BEGIN MATERIAL FOR THIS TASK
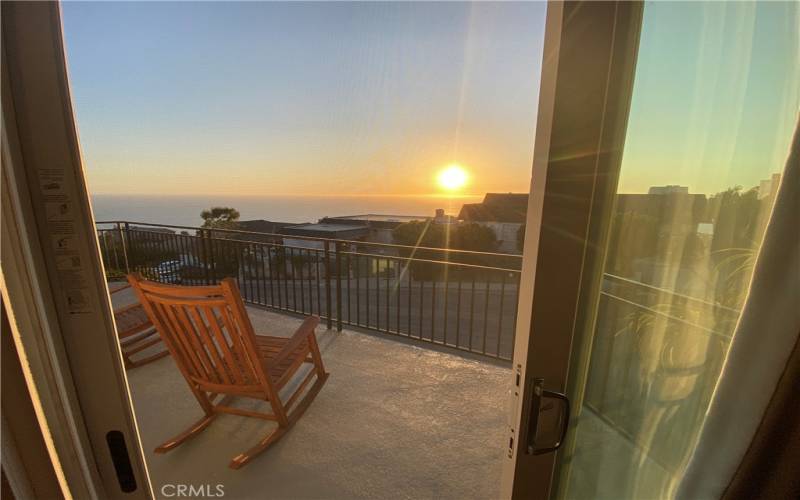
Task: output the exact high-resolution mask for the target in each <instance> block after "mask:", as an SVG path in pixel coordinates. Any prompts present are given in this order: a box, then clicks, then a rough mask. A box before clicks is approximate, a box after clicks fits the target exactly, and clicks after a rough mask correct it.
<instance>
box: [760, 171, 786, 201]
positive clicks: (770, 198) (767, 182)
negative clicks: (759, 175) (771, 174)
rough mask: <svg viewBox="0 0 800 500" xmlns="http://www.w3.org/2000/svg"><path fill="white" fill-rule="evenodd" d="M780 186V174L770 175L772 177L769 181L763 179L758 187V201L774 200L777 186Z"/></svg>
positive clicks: (777, 189) (780, 179) (767, 180)
mask: <svg viewBox="0 0 800 500" xmlns="http://www.w3.org/2000/svg"><path fill="white" fill-rule="evenodd" d="M780 185H781V174H772V177H771V178H769V179H764V180H763V181H761V182H760V183H759V186H758V199H759V200H763V199H764V198H770V199H773V200H774V199H775V195H776V194H777V193H778V186H780Z"/></svg>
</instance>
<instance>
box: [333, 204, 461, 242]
mask: <svg viewBox="0 0 800 500" xmlns="http://www.w3.org/2000/svg"><path fill="white" fill-rule="evenodd" d="M425 221H433V222H434V223H437V224H451V223H455V222H457V221H458V219H457V218H456V217H453V216H452V215H446V214H445V213H444V209H442V208H439V209H436V214H435V215H434V216H433V217H431V216H426V215H381V214H364V215H343V216H339V217H325V218H324V219H320V223H324V224H339V225H353V224H357V225H360V226H363V227H366V228H367V230H368V232H369V234H368V235H367V237H366V238H365V239H364V240H363V241H369V242H372V243H394V238H393V237H392V231H394V229H395V228H396V227H397V226H399V225H401V224H404V223H406V222H425Z"/></svg>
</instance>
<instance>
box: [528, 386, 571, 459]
mask: <svg viewBox="0 0 800 500" xmlns="http://www.w3.org/2000/svg"><path fill="white" fill-rule="evenodd" d="M545 398H549V399H555V400H557V401H560V402H561V408H562V409H561V433H560V435H559V438H558V441H556V442H555V444H553V445H551V446H546V447H542V448H540V447H538V446H537V445H536V437H537V434H538V433H539V414H540V413H541V412H542V411H544V410H548V409H550V408H552V407H553V403H550V404H546V405H544V406H542V400H543V399H545ZM569 417H570V404H569V398H568V397H567V395H566V394H563V393H561V392H555V391H548V390H546V389H545V388H544V379H543V378H535V379H533V382H532V384H531V403H530V411H529V412H528V423H527V427H526V428H527V430H528V436H527V443H526V444H527V446H526V447H525V451H526V453H527V454H528V455H542V454H544V453H550V452H553V451H556V450H557V449H559V448H560V447H561V445H562V444H563V443H564V440H565V439H566V437H567V431H568V430H569Z"/></svg>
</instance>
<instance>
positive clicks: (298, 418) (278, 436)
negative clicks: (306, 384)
mask: <svg viewBox="0 0 800 500" xmlns="http://www.w3.org/2000/svg"><path fill="white" fill-rule="evenodd" d="M327 380H328V374H327V373H326V374H324V375H323V376H322V377H319V376H318V377H317V381H316V382H314V385H313V386H311V389H309V390H308V394H306V395H305V397H303V399H302V400H301V401H300V402H299V403H298V404H297V406H296V407H295V408H294V409H293V410H292V411H291V412H290V413H289V419H288V420H289V421H288V424H287V425H286V426H283V425H278V427H277V428H276V429H275V430H273V431H272V432H271V433H269V434H268V435H267V436H266V437H265V438H264V439H262V440H261V441H259V442H258V444H257V445H255V446H253V447H252V448H250V449H249V450H247V451H245V452H244V453H240V454H238V455H236V456H235V457H233V460H231V463H230V464H228V467H230V468H231V469H239V468H240V467H242V466H244V465H246V464H247V463H249V462H250V461H251V460H252V459H253V458H255V457H256V456H257V455H258V454H259V453H261V452H263V451H264V450H266V449H267V448H269V447H270V446H271V445H272V444H274V443H275V442H276V441H278V440H279V439H280V438H282V437H283V436H284V435H286V433H287V432H289V429H291V428H292V426H294V424H295V423H296V422H297V421H298V420H299V419H300V417H301V416H302V415H303V413H304V412H305V411H306V409H308V407H309V406H310V405H311V402H312V401H313V400H314V398H315V397H317V394H319V391H320V389H322V386H323V385H325V382H326V381H327Z"/></svg>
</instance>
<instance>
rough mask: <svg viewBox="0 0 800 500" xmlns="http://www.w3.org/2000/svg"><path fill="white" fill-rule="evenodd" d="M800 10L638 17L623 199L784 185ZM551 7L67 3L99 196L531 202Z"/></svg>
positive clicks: (732, 6)
mask: <svg viewBox="0 0 800 500" xmlns="http://www.w3.org/2000/svg"><path fill="white" fill-rule="evenodd" d="M798 5H799V4H798V3H796V2H760V3H753V2H690V3H679V2H648V3H647V4H646V7H645V11H644V20H643V26H642V36H641V40H640V52H639V57H638V62H637V68H636V78H635V84H634V93H633V100H632V104H631V114H630V118H629V124H628V134H627V137H626V144H625V153H624V158H623V167H622V174H621V179H620V188H619V189H620V191H622V192H646V191H647V188H648V187H649V186H653V185H665V184H680V185H686V186H689V188H690V191H691V192H700V193H714V192H718V191H721V190H724V189H726V188H727V187H730V186H734V185H742V186H744V187H746V188H749V187H752V186H755V185H757V184H758V182H759V180H761V179H766V178H768V177H769V176H770V174H771V173H773V172H778V171H780V169H781V168H782V167H783V162H784V160H785V157H786V153H787V151H788V144H789V140H790V137H791V132H792V130H793V126H794V123H795V122H796V120H797V113H798V107H800V38H799V36H800V35H798V26H799V25H800V14H799V13H798V11H799V10H800V7H798ZM545 9H546V5H545V4H543V3H479V4H469V3H377V2H376V3H344V2H338V3H278V2H274V3H269V2H264V3H256V2H250V3H237V2H223V3H211V2H178V3H167V2H130V3H125V2H87V3H83V2H67V3H65V4H63V22H64V31H65V37H66V43H67V53H68V61H69V67H70V68H69V69H70V81H71V86H72V93H73V100H74V102H75V107H76V114H77V117H78V125H79V131H80V134H81V140H82V145H83V153H84V158H85V163H86V166H87V170H88V177H89V185H90V189H92V191H93V192H95V193H125V194H134V193H150V194H225V195H238V194H246V195H270V194H284V195H302V194H347V195H359V194H364V195H380V196H386V195H408V194H413V195H419V194H429V193H434V192H436V190H437V186H436V183H435V176H436V173H437V172H438V171H439V170H440V169H442V168H443V167H444V166H446V165H448V164H449V163H452V162H457V163H460V164H462V165H464V167H465V168H466V169H467V170H468V171H469V172H470V174H471V182H470V185H468V186H467V188H466V191H465V193H463V194H469V193H475V194H481V193H485V192H488V191H501V192H502V191H517V192H520V191H527V189H528V187H529V181H530V168H531V158H532V153H533V133H534V125H535V120H536V109H537V105H538V104H537V102H538V85H539V78H540V72H541V57H542V44H543V38H544V34H543V30H544V16H545Z"/></svg>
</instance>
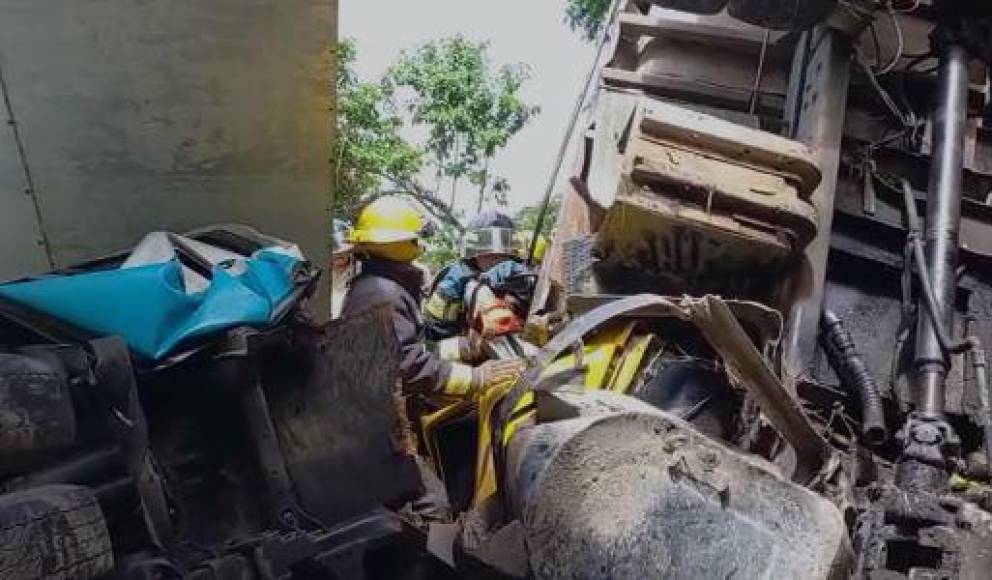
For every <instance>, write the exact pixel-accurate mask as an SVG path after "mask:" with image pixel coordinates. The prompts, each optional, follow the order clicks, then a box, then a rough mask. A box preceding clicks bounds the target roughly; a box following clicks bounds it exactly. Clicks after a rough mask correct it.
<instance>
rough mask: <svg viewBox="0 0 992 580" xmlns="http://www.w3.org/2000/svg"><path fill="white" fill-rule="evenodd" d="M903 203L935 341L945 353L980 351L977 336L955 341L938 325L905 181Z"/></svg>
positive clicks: (912, 194)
END MATERIAL FOR THIS TASK
→ **TASK ITEM**
Pictures stay out, but every record above is to be returned exactly.

→ **RESULT OF THIS TASK**
Task: output the exact high-resolution mask for the target in each <instance> block after "mask:", as an SVG path in pixel coordinates. Any prompts present are given in this order: a box, then clicks, then a rough mask. A box before clicks is approximate, a box after clicks fits the target exactly, and clicks after a rough mask correct it.
<instance>
box: [760, 171, 786, 201]
positive clicks: (770, 198) (767, 182)
negative clicks: (759, 175) (771, 174)
rough mask: <svg viewBox="0 0 800 500" xmlns="http://www.w3.org/2000/svg"><path fill="white" fill-rule="evenodd" d="M780 186V174L770 175L772 177L769 181L763 179L758 187V201L774 200L777 186Z"/></svg>
positive clicks: (777, 189) (780, 179) (767, 180)
mask: <svg viewBox="0 0 800 500" xmlns="http://www.w3.org/2000/svg"><path fill="white" fill-rule="evenodd" d="M780 185H781V174H772V177H771V178H769V179H764V180H763V181H761V182H760V183H759V186H758V199H759V200H763V199H764V198H770V199H773V200H774V199H775V195H776V194H777V193H778V186H780Z"/></svg>
</instance>
<instance>
box: [333, 204, 461, 242]
mask: <svg viewBox="0 0 800 500" xmlns="http://www.w3.org/2000/svg"><path fill="white" fill-rule="evenodd" d="M425 221H433V222H434V223H437V224H451V223H455V222H457V221H458V219H457V218H456V217H453V216H452V215H446V214H445V213H444V209H442V208H439V209H436V214H435V215H434V216H433V217H431V216H426V215H381V214H364V215H343V216H339V217H325V218H324V219H320V223H324V224H339V225H353V224H357V225H360V226H363V227H366V228H367V230H368V232H369V234H368V235H367V237H366V238H365V239H364V240H363V241H369V242H372V243H394V238H393V237H392V231H394V229H395V228H396V227H397V226H399V225H401V224H404V223H406V222H425Z"/></svg>
</instance>
<instance>
box: [528, 386, 571, 459]
mask: <svg viewBox="0 0 800 500" xmlns="http://www.w3.org/2000/svg"><path fill="white" fill-rule="evenodd" d="M545 398H549V399H555V400H557V401H560V402H561V408H562V409H561V433H560V435H559V438H558V441H556V442H555V444H553V445H551V446H546V447H542V448H540V447H538V446H537V445H536V437H537V434H538V433H539V414H540V413H541V412H542V411H544V410H548V409H550V408H552V407H553V403H550V404H546V405H544V406H542V400H543V399H545ZM569 417H570V404H569V398H568V397H567V395H566V394H563V393H561V392H555V391H548V390H546V389H545V388H544V379H543V378H535V379H533V382H532V384H531V403H530V411H529V412H528V423H527V427H526V428H527V430H528V436H527V443H526V444H527V446H526V447H525V451H526V453H527V454H528V455H542V454H544V453H550V452H553V451H556V450H557V449H559V448H560V447H561V445H562V444H563V443H564V440H565V439H566V437H567V431H568V430H569Z"/></svg>
</instance>
<instance>
positive clicks: (298, 418) (278, 436)
negative clicks: (306, 384)
mask: <svg viewBox="0 0 800 500" xmlns="http://www.w3.org/2000/svg"><path fill="white" fill-rule="evenodd" d="M327 380H328V374H327V373H326V374H324V375H323V376H322V377H319V376H318V377H317V381H316V382H314V385H313V386H311V389H309V390H308V394H306V395H305V397H303V399H302V400H301V401H300V402H299V403H298V404H297V406H296V407H295V408H294V409H293V410H292V411H291V412H290V413H289V419H288V420H289V421H288V424H287V425H286V426H283V425H278V427H277V428H276V429H275V430H273V431H272V432H271V433H269V434H268V435H267V436H266V437H265V438H264V439H262V440H261V441H259V442H258V444H257V445H255V446H253V447H252V448H250V449H249V450H247V451H245V452H244V453H240V454H238V455H236V456H235V457H233V460H231V463H230V464H228V467H230V468H231V469H239V468H240V467H242V466H244V465H246V464H247V463H249V462H250V461H251V460H252V459H253V458H255V457H256V456H257V455H258V454H259V453H261V452H263V451H264V450H266V449H267V448H269V447H270V446H271V445H272V444H274V443H275V442H276V441H278V440H279V439H280V438H282V437H283V436H284V435H286V433H287V432H289V429H291V428H292V426H294V424H295V423H296V422H297V421H298V420H299V419H300V417H301V416H302V415H303V413H304V412H305V411H306V409H308V407H309V406H310V405H311V402H312V401H313V400H314V398H315V397H317V394H319V391H320V389H322V386H323V385H325V382H326V381H327Z"/></svg>
</instance>
<instance>
rough mask: <svg viewBox="0 0 800 500" xmlns="http://www.w3.org/2000/svg"><path fill="white" fill-rule="evenodd" d="M800 10L638 17L623 199L784 185ZM551 7L67 3L99 196L531 202Z"/></svg>
positive clicks: (732, 6)
mask: <svg viewBox="0 0 800 500" xmlns="http://www.w3.org/2000/svg"><path fill="white" fill-rule="evenodd" d="M798 5H799V4H798V3H796V2H760V3H753V2H690V3H679V2H648V3H647V4H646V7H645V11H644V20H643V26H642V36H641V40H640V52H639V57H638V62H637V68H636V78H635V84H634V93H633V100H632V104H631V114H630V118H629V124H628V134H627V137H626V144H625V153H624V158H623V167H622V174H621V179H620V188H619V189H620V191H622V192H646V191H647V188H648V187H649V186H653V185H665V184H680V185H686V186H689V188H690V191H691V192H700V193H714V192H718V191H721V190H724V189H726V188H727V187H730V186H734V185H742V186H744V187H746V188H749V187H752V186H755V185H757V184H758V182H759V180H761V179H766V178H768V177H769V176H770V174H771V173H773V172H778V171H780V169H781V168H782V167H783V162H784V160H785V157H786V153H787V151H788V144H789V140H790V137H791V132H792V130H793V126H794V123H795V122H796V120H797V113H798V107H800V38H799V36H800V35H798V26H799V25H800V14H799V13H798V11H799V10H800V7H798ZM545 9H546V5H545V4H543V3H479V4H469V3H377V2H376V3H344V2H338V3H278V2H274V3H269V2H264V3H256V2H250V3H237V2H223V3H211V2H178V3H167V2H130V3H125V2H87V3H83V2H67V3H65V4H63V22H64V31H65V37H66V43H67V53H68V61H69V67H70V68H69V69H70V81H71V86H72V93H73V100H74V102H75V107H76V114H77V117H78V125H79V131H80V134H81V140H82V145H83V153H84V158H85V163H86V166H87V170H88V177H89V185H90V189H92V191H93V192H95V193H125V194H134V193H150V194H225V195H238V194H246V195H270V194H284V195H302V194H347V195H359V194H364V195H380V196H386V195H408V194H413V195H419V194H429V193H434V192H436V190H437V186H436V183H435V176H436V173H437V172H438V171H439V170H440V169H442V168H443V167H444V166H446V165H448V164H449V163H452V162H457V163H460V164H462V165H464V167H465V168H466V169H467V170H468V171H469V172H470V174H471V182H470V185H468V186H467V188H466V191H465V193H463V194H469V193H475V194H481V193H485V192H488V191H501V192H502V191H517V192H520V191H527V189H528V187H529V181H530V168H531V158H532V153H533V133H534V125H535V120H536V109H537V105H538V104H537V102H538V85H539V78H540V72H541V57H542V44H543V38H544V34H543V30H544V16H545Z"/></svg>
</instance>
For every <instance>, write the exact pixel-accurate mask as an SVG path after "mask:" with image pixel coordinates. The prompts, each optional, follow the order clicks, then a box, then a rough mask. A box preceding clicks bounds the target roughly; a box following clicks bounds it exactly. Clicks after a rough mask correct it.
<instance>
rough mask: <svg viewBox="0 0 992 580" xmlns="http://www.w3.org/2000/svg"><path fill="white" fill-rule="evenodd" d="M903 203L935 341L945 353L980 351L977 336L955 341L938 325L905 181Z"/></svg>
positive clicks: (912, 194)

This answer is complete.